O que se pede ->
**1)** Responda, com base no trecho sobre a lei e a subjetividade:
(a) Em qual obra Freud fala do assassinato do pai como fundador da lei?
(b) De onde vem a Lei, descrita como um constrangimento exógeno ao sujeito?
(c) O que a Lei estruturante da linguagem e as leis jurídicas sempre deixam, segundo a psicanálise?
**2)** Indique se cada afirmação concorda com o trecho sobre a lei e a subjetividade, respondendo sim ou não e citando as palavras decisivas:
(a) Segundo Freud, o pacto social eliminou por completo o gozo dos filhos.
(b) O sujeito precisa internalizar as proibições externas para conviver na civilização.
(c) A Interdição do Incesto e do Parricídio aparece como fundamento somente das leis jurídicas.
**3)** Retome o trecho sobre a lei e a subjetividade a partir do ponto em que ele termina.

Trecho do texto ->
***
A lei em seus níveis individual e social se constrói de perdas solidárias do gozo de tudo poder, no ponto de interseção onde o sujeito singular e o sujeito coletivo se reúnem assentindo às interdições incestuosas, ou seja, às nuanças da ética edípica.
Com efeito, não é possível refletirmos sobre as oposições da Lei humana da linguagem distintiva das demais espécies animais em relação às leis jurídicas que se desenvolvem no nível das sociedades concretas, sem considerarmos o funcionamento subjetivo consciente e inconsciente e as várias dimensões da lei e suas influências recíprocas na subjetividade.



Freud fala em Totem e Tabu do assassinato do pai que tudo pôde como fundador da lei, e do pacto social como limitador do gozo antes ilimitado, para que depois os filhos pudessem continuar a gozar de modo limitado e se respeitarem. Portanto, a relação do sujeito com a lei tem natureza dupla, pois ele fica dividido entre o pactuado que limitou o gozo e o gozo ilimitado arbitrário e violento que o habita por herança do pai totêmico morto.


A Interdição do Incesto e do Parricídio aparecendo como fundamento da Lei humanizadora e, também, das leis jurídicas, passa a abrir pesquisas sobre “como” e “em que” uma sociedade nos seus diferentes níveis discursivos, particular e público, intervém na construção do aparelho psíquico e, portanto, da subjetividade e da cidadania.




A Lei é um constrangimento exógeno ao sujeito, que vem do Outro, mas que o sujeito precisa assentir internamente, ou seja, internalizar as proibições externas para conviver na civilização.


Este processo simbólico de construção dos limites entre o corpo e a alma, entre o orgânico e a psique, aponta para a questão da sexuação e da filiação alusiva ao lugar e a função que cada um ocupa na sequência das gerações. Processo complexo que conduz a pensar sobre o que é um pai ou um genitor biológico, uma mãe ou uma geradora, um filho ou um agregado, um mestre ou um desvirtuado, um chefe, um agente político, um subordinado, um alienado, etc.; ou ainda, um excluído das regras do processo identificatório em decorrência do esgarçamento dos laços sociais e do totalitarismo pragmático.


Nesta reflexão a autora lembra que a psicanálise ressalta que a Lei estruturante da linguagem, assim como, as leis jurídicas sempre deixam algo de não escrito, de proibido e que é compartilhado pela humanidade, distinguindo o sagrado do profano. Assim, o limite, a Lei como significante, como referência simbólica humana é que organiza o pensamento, principalmente, com relação às questões da vida e da morte, e da especiação humana.
***
Material apresentado ->
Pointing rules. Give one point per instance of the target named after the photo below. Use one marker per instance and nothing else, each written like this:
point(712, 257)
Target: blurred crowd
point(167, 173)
***
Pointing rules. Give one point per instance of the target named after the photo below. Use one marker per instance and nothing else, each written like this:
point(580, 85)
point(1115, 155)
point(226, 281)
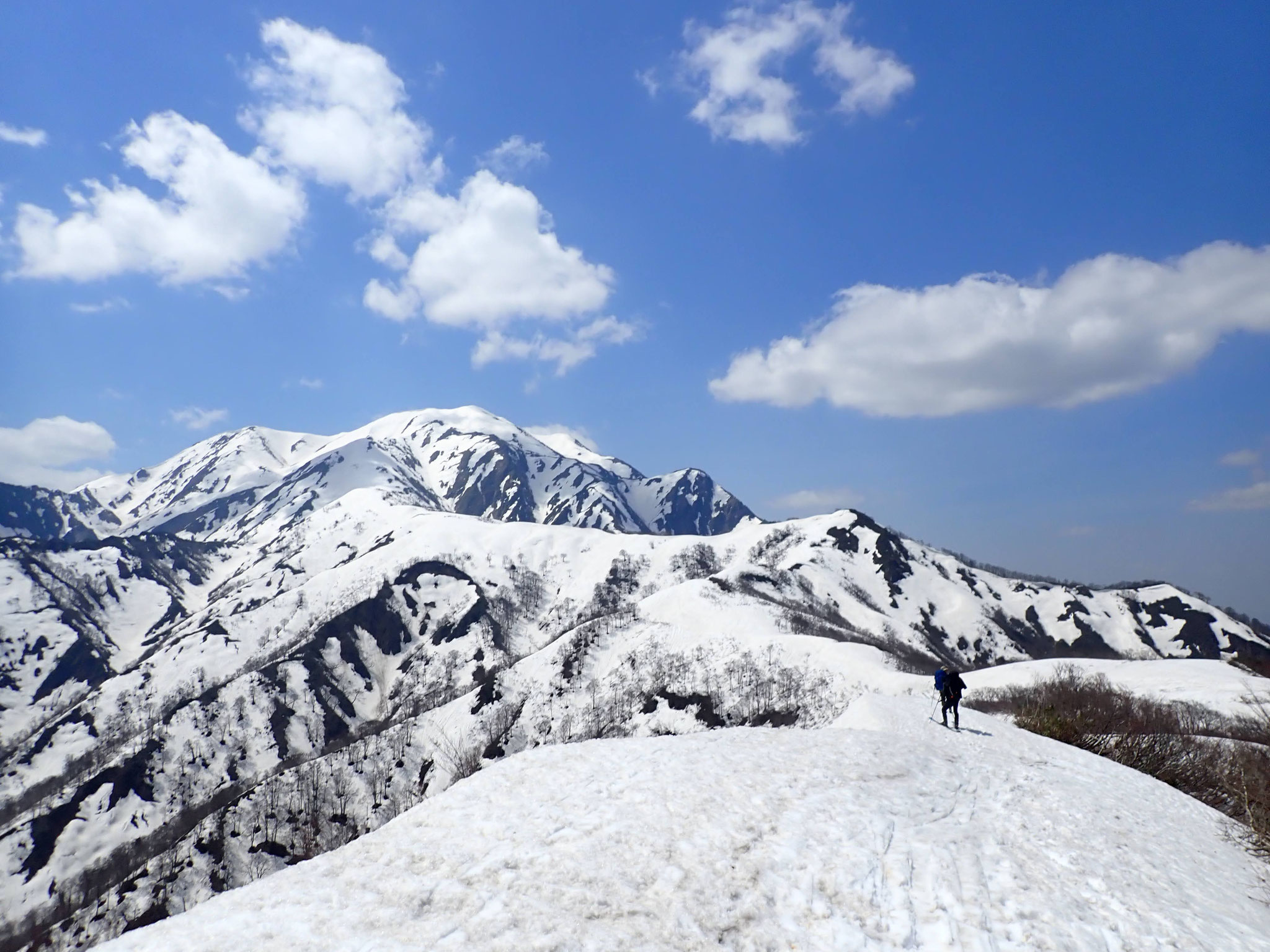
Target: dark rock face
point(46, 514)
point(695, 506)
***
Respostas das tarefas ->
**1)**
(a) Em Totem e Tabu.
(b) Vem do Outro.
(c) Deixam algo de não escrito, de proibido, que é compartilhado pela humanidade e distingue o sagrado do profano.

**2)**
(a) Não: “para que depois os filhos pudessem continuar a gozar de modo limitado e se respeitarem”.
(b) Sim: “internalizar as proibições externas para conviver na civilização”.
(c) Não: “como fundamento da Lei humanizadora e, também, das leis jurídicas”.

**3)**
Destaca, também, que a fundação do direito nos primórdios da espécie surgiu de um longo e complexo ‘sistema paradoxal’ de ‘gozo ilimitado e interdições’, elaborando-se a Lei da proibição do incesto, do parricídio e o estabelecimento da propriedade e do patrimônio. Portanto, para que a Lei seja uma interdição de algo que não pode ser transgredido (campo do impossível), e não seja somente uma proibição de algo que pode ser desobedecido (campo da impotência), é necessário que o ‘voto moral’ esteja internalizado na integração da personalidade.


Ressalta que o modo como cada um internaliza a Lei de interdição do incesto define a identidade do sujeito humano que vem a ser regulamentado como sujeito de direito. Por um lado, porque a Lei proibitiva do incesto é estruturante da constituição subjetiva, pois define o lugar do sujeito na sequência de gerações, e sua relação com as leis sociojurídicas. E por outro, demonstra que não podemos esquecer que as outras leis, as jurídicas que relevam os contingentes históricos de cada época e cultura, apesar de não constituírem contraentes de estrutura, são um dos principais influentes externos na subjetividade e, portanto, na cidadania.

O que interessa ressaltar ao campo jurídico nesta obra é que as diferentes transgressões ou perversões da lei ou formas de loucura se desenrolam ao longo de várias gerações. Todos os excessos e infrações de uma geração se transmitem inconscientemente para as próximas famílias e coletividades. O que não se limita nos pais retorna na descendência, e para que surja a loucura são necessárias três gerações.
Portanto, discorrendo a autora sobre as especificidades das distintas dimensões da Lei e das tensões que a antecedem, separando ‘campo do interditado anterior à palavra do campo do proibido’, podemos dizer que a autora faz uma “ponte propedêutica”, comunicando e suscitando a reflexão crítica entre ciência do Direito como axiomática e a ciência jurídica como técnica, pela interseção da verdade jurídica.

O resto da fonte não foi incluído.